## [Task statement]
Here the job is to transcribe the data exactly while omitting the images.
====
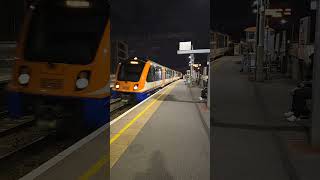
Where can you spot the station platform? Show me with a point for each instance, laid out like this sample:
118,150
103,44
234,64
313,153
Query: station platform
164,137
168,138
251,139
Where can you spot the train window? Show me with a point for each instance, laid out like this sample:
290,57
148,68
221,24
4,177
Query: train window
158,73
130,72
151,74
168,73
62,34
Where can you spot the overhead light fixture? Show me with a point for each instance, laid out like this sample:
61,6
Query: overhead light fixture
283,21
77,4
134,62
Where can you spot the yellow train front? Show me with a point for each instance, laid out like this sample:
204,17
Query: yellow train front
63,63
137,79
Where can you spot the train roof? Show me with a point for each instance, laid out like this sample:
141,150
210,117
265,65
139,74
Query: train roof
147,60
253,29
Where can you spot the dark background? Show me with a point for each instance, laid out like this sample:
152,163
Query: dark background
233,16
153,28
156,27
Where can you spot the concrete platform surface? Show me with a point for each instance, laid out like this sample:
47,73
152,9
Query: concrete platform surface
173,143
249,135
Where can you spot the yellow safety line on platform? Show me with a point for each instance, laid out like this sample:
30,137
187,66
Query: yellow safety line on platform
97,166
135,118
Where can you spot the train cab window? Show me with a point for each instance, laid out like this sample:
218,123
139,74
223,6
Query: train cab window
158,73
60,33
150,77
130,72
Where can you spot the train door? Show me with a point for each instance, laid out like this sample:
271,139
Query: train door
164,71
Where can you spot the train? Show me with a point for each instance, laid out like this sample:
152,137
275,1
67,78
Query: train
137,78
62,64
220,45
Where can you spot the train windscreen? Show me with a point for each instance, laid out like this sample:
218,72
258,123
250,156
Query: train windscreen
66,33
130,72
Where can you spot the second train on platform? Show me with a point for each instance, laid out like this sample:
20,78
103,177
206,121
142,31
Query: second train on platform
137,79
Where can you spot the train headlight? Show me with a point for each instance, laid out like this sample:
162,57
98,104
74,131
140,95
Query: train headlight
83,80
24,79
82,83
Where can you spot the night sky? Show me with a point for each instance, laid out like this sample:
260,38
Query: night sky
139,17
233,16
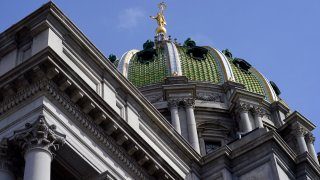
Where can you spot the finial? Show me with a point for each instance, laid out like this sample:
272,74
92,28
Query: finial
160,19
====
## [Response for this exercise]
Where can you spot the station platform? Show me with a point for each instance, laid out like this sample:
118,150
103,44
234,64
313,153
Query: station platform
164,137
168,138
251,139
Where can you spot the train window? Show me with a point for each instance, laid out like this sample:
290,57
148,68
221,24
4,177
Query: train window
158,73
130,72
151,74
168,73
62,34
Where can you spot the overhead light fixture? Show me with a point for each instance, laid out like this sample:
61,6
Query: overhead light fixture
283,21
77,4
134,62
Where can you spot the yellow train front? Show me with a point for each instance, laid out like this sample:
204,17
Query: yellow train front
63,63
137,79
Where can you spot the train roof? Show me with a point for each instance, laid out like this sample:
141,150
210,117
265,65
139,74
Query: train roof
147,60
253,29
Where can you spot the dark background? Show me with a point for each instance, laid out like this sample:
152,163
Query: dark background
233,16
153,28
156,27
Where can you spot the concrete platform surface? Show me with a point for each instance, laid out like this sample:
47,73
152,9
Query: concrete platform surface
173,143
249,135
Where can you spot the yellow safety line on platform? Show me with a point for each instance, laid out like this sample:
30,137
187,66
Query: yellow safety line on platform
97,166
135,118
Where can you spot the train cab window? Show me with a point for each instance, laid out like this sample:
218,123
139,74
223,6
Query: train cab window
158,73
60,33
150,77
130,72
Where can you spot the train door? Show me with a point for each instance, laid out like this sample:
271,139
Query: train door
164,71
Where can you spot the train? Show me with a point for each instance, laid out like this sample:
152,137
275,1
67,78
Query: train
137,78
62,64
220,45
Where can you spot the train windscreen? Show me with a point for each instance, laid out like this sample:
218,72
258,123
250,156
Query: train windscreen
66,33
130,72
Where can you spot the second train on platform? Show me with a point for each instance, laid out like this sample:
20,78
103,177
206,121
142,31
Query: second train on platform
137,79
Where can you spot the train headlight? Show me with a point for each instance, laid out like this sample:
162,57
98,104
74,131
140,95
Query: train headlight
83,80
24,79
82,83
Where can you spot the night sky? Show me with a point for each instance, laid out like this sample:
260,38
Query: night sky
139,17
233,16
Where can you spot the finial? Show me with a point for each instance, laid out like this sample:
272,74
92,28
Query: finial
160,19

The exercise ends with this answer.